#### [Text block]
== Segment start ==

May 16, 2016 How to Balance Employee App access and security

How to Balance Employee App access and security

The atmosphere at workplaces changed drastically when the concept of BYOD (Bring Your Own Device) was adopted by some companies. The faith of companies in this concept was rewarded when they started experiencing an increase in employee productivity. The reason for this is that employees are much more comfortable in using their own devices for carrying out tasks in the company premises than to adapt to using the corporate devices provided to them.

How to Balance Employee App access and securityCredit: Hillyne / Pixabay

Since the need to learn using new devices and their features was taken away and replaced with employees using their own devices, the rise in productivity was rather predicted by many. Everything seemed good in the beginning, with employees happy to use their personal devices in the workplace and the corporate officials happy to experience the rise in employee productivity due to BYOD’s introduction.

However, as time passed, companies started backing off from BYOD. The reason for this was the highlighting of a flaw in the concept. The personal devices of employees were susceptible to being hacked, and if that were to happen then, the company data would be compromised along with the user’s personal data. Employees access, store and share corporate data through their personal devices. Doing this made their devices simple points of attack for hackers looking to access sensitive corporate data, and many cases of this taking place were reported.

These devices do have their own antivirus software, but their effectiveness is not even half as much as the desktop versions. People are not knowledgeable in the dangers their smartphones and devices face as well, making hacking these devices easier than it should be. It is not even necessary for an employee’s phone to be hacked by a malicious user. If for instance, the employee does not have a passcode on his or her device and their device is stolen, then all data on it is at great risk. Another threat is the employee retaining the corporate data even when he or she has quit the company.

They might not misuse it, and their device might be safe, but the company’s data is at risk perpetually. This brings one to a standstill, for the goods of BYOD are cancelled out by its bands. This makes things understandably difficult for IT personnel, with the only logical solution being better management of employee devices control over how they access and use corporate data.

How is this being done?

The realization of this issue has led to Enterprise Mobility Management becoming a trending field in today’s world. IT personnel experience some control over employee devices under enterprise mobility management. This control is related to how company data is accessed and used. From the viewpoint of maintaining the confidentiality of data, this looks good, but employees have something else to say on the matter. That something is issued about their privacy being invaded.

Employees believe IT personnel can snoop around in their devices all they want and access their personal information. Drawing a line between company and personal data in employee devices, therefore, is the obvious solution here. Security officials are of the view that it is their right to ensure that company data is secure. Remote erasing of data and managing data on user devices, according to them, are necessary things to maintain the confidentiality and integrity of company data.

However, what the employees say is not outright wrong either, which resulted in companies like AirWatch producing tools to make amends. Using their tools employees can onboard their personal and corporate devices without requiring assistance from an IT admin.

== Segment end ==

#### [Work task 1]
Do these statements agree with the BYOD article? Answer yes or no for each and quote the deciding words. (a) Companies that adopted BYOD saw employee productivity go up. (b) Antivirus software on personal devices works about as well as the desktop versions. (c) AirWatch's tools let employees onboard their devices only with help from an IT admin.
#### [Work task 2]
Carry the BYOD article forward, starting after its final sentence.

#### [Listed entries]
== Segment start ==

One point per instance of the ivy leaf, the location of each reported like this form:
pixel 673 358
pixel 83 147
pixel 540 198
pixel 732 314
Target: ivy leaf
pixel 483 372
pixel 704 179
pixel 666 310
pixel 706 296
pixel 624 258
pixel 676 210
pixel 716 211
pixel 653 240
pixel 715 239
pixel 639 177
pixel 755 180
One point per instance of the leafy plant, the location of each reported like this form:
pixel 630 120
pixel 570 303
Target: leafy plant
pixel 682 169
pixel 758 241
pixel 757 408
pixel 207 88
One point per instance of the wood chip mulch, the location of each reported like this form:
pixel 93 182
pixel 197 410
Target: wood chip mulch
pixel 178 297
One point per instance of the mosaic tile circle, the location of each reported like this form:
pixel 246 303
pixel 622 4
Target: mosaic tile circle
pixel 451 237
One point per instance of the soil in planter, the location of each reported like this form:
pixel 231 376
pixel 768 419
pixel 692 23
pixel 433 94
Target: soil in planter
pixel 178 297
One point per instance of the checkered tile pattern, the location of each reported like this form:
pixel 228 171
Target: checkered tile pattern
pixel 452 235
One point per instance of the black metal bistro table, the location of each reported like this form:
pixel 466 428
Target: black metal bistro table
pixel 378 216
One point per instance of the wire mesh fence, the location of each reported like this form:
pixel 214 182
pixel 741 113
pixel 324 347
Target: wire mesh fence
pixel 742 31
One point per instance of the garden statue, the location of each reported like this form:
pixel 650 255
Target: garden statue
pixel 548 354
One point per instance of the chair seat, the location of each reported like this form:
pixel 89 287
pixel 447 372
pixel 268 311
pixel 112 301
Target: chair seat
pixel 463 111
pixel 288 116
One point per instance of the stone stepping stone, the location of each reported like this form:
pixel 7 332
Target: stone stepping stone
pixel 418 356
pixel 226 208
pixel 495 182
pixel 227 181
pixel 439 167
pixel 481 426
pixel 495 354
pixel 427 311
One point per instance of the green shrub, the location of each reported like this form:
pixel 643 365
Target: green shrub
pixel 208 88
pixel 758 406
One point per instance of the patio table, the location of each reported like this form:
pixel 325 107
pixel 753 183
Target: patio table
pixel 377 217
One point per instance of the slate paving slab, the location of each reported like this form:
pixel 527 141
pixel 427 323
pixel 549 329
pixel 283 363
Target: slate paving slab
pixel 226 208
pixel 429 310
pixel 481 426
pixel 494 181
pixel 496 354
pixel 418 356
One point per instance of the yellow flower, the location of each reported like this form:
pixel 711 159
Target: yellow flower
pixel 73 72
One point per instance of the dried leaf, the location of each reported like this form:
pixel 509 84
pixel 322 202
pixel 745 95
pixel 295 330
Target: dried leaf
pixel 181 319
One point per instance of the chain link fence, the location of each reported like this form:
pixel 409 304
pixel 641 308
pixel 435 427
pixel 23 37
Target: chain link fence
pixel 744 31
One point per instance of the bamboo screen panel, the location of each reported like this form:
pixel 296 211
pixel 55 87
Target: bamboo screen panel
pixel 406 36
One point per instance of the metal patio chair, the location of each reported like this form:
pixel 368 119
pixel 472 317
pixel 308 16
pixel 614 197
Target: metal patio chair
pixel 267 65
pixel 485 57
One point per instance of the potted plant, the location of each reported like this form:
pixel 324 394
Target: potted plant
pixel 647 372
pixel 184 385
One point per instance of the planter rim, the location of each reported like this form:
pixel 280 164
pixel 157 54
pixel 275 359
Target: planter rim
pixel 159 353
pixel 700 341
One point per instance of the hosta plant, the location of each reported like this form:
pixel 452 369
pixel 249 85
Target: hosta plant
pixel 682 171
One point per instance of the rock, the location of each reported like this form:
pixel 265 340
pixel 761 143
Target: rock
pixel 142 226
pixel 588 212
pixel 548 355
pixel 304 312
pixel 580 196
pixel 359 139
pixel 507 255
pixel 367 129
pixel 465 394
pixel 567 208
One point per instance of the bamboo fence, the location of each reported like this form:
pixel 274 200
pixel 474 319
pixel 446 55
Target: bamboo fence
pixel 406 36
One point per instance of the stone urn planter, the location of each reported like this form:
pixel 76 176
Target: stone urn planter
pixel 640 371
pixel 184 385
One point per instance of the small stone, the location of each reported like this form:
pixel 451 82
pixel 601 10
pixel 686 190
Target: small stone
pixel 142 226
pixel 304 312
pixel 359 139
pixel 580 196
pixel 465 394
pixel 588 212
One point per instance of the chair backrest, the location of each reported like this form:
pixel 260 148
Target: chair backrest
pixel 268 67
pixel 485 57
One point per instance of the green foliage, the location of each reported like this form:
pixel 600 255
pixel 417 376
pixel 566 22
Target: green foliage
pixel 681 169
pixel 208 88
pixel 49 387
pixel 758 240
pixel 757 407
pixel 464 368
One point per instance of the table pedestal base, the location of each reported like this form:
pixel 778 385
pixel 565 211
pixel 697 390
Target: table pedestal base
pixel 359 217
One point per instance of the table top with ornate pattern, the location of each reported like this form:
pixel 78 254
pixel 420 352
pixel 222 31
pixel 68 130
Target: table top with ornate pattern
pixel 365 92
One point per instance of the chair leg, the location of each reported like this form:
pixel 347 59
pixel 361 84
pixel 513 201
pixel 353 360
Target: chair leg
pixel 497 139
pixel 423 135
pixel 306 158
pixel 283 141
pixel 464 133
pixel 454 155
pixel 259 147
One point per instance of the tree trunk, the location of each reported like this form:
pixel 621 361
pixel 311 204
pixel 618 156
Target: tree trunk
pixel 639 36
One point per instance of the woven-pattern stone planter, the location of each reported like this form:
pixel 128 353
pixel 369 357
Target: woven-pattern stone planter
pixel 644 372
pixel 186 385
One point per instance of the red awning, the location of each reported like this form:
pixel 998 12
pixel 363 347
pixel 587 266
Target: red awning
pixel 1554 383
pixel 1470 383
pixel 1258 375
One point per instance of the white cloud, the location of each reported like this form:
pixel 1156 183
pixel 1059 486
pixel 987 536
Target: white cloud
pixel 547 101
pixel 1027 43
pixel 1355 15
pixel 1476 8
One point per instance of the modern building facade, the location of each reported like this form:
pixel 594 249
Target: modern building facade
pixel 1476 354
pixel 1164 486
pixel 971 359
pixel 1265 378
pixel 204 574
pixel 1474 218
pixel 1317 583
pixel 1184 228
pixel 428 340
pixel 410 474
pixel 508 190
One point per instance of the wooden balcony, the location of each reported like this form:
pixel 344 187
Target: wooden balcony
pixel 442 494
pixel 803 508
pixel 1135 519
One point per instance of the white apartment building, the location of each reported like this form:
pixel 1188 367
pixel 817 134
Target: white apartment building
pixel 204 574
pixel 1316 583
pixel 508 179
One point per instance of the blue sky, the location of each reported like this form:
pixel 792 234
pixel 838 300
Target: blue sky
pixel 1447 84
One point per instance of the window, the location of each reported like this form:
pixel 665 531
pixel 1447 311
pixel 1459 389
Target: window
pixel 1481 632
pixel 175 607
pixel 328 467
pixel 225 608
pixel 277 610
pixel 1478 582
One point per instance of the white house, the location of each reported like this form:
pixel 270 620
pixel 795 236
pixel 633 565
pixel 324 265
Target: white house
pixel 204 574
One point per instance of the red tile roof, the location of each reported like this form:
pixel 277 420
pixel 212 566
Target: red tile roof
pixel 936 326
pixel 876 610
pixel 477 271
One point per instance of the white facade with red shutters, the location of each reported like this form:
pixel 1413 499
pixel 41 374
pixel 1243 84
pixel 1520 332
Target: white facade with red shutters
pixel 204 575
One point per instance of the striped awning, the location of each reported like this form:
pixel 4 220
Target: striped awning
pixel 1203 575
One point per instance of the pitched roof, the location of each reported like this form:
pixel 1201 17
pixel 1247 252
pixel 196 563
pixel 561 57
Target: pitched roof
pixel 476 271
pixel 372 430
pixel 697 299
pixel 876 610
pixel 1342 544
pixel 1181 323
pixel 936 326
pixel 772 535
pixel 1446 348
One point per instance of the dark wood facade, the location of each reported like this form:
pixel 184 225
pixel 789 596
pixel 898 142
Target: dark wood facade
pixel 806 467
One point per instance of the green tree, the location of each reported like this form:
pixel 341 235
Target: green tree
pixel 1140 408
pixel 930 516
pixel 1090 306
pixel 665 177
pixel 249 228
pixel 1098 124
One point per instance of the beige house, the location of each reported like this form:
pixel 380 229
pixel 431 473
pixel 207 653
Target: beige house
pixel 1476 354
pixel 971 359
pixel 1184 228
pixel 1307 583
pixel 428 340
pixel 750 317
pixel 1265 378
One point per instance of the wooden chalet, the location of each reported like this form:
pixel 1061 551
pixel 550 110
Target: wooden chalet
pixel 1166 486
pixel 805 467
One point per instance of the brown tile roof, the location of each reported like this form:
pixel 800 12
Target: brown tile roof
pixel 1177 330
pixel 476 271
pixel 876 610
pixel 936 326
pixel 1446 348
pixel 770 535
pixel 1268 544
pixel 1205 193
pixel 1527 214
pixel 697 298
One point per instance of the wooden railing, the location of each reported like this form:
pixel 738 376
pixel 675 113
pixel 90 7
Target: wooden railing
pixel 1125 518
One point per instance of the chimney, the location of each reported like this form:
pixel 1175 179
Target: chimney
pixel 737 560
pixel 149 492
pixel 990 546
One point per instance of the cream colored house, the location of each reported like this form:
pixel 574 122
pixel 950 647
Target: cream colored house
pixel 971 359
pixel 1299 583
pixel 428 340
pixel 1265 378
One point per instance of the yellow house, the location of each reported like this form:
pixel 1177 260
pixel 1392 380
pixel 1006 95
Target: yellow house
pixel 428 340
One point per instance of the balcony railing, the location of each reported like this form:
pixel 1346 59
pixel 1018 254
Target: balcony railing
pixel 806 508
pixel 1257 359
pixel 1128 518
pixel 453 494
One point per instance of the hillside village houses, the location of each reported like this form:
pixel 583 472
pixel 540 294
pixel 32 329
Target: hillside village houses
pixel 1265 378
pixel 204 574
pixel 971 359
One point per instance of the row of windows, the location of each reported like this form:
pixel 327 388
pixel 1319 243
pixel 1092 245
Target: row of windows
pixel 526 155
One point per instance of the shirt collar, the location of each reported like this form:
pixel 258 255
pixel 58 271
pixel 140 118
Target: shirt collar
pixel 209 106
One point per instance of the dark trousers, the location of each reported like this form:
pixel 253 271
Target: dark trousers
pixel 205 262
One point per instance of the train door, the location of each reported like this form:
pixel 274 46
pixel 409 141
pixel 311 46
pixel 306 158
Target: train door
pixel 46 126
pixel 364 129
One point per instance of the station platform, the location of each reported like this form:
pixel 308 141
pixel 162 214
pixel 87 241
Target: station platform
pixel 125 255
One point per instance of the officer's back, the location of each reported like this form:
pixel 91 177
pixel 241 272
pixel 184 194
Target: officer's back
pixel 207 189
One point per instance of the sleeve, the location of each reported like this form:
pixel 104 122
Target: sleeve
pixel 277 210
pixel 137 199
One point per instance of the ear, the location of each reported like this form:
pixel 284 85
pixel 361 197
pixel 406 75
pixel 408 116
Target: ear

== Segment end ==

#### [Expected output 1]
(a) Yes: "they started experiencing an increase in employee productivity."
(b) No: "their effectiveness is not even half as much as the desktop versions."
(c) No: "without requiring assistance from an IT admin."

#### [Expected output 2]
They also provide the feature for employees to know what is being pulled from their devices dynamically so that they always know how their devices are being accessed by IT personnel. AirWatch also said they will support two-factor authentication for tracking an employee’s GPS. This would need entry of two separate passwords by two different administrators. The employees will also be notified that their GPS is being tracked.

How can it be improved?

Things have surely gotten better, thanks to AirWatch’s tools. They have also provided security and privacy tips to the admins in addition to this. Keeping the two sets of data separate in employee devices is suggested as a good practice. This would prevent IT personnel mistakenly deleting a user’s personal data whenever he or she quits the company but the corporate data is still on their device. Employees have been provided guidelines as well, like providing the IT admins knowledge about their device if they have corporate data stored on it.

A lot more improvements can be made than what have been done already, as per the discussion above. Currently, EMM systems do not have the feature of managing the email clients used by employees on their device, which is something that should change. As of now, employees have total freedom to use their native email clients without the IT admins having any control on it whatsoever.

The instances of mobile devices being hacked via email clients are numerous, which puts corporate data at great risk. Managing secure browsers and app stores for employee devices for the duration of them being in the company premises is also highlighted by many as an important requirement.


BYOD boosts employee productivity; there’s no doubt about that. However, it also puts corporate data at great risk, which gives the concept a different perspective. The need for striking a balance between employee device privacy and security of corporate data stored on it is apparent from this article.

Some companies have good protocols in place for managing corporate data, but many companies have systems that can be called non-existent or absolutely insufficient. With cybercrime increasing at an astounding pace, now is a good time to make clear cut policies about managing corporate data on employee devices, what applications they access while they are on the company premises, and the overall security of their devices.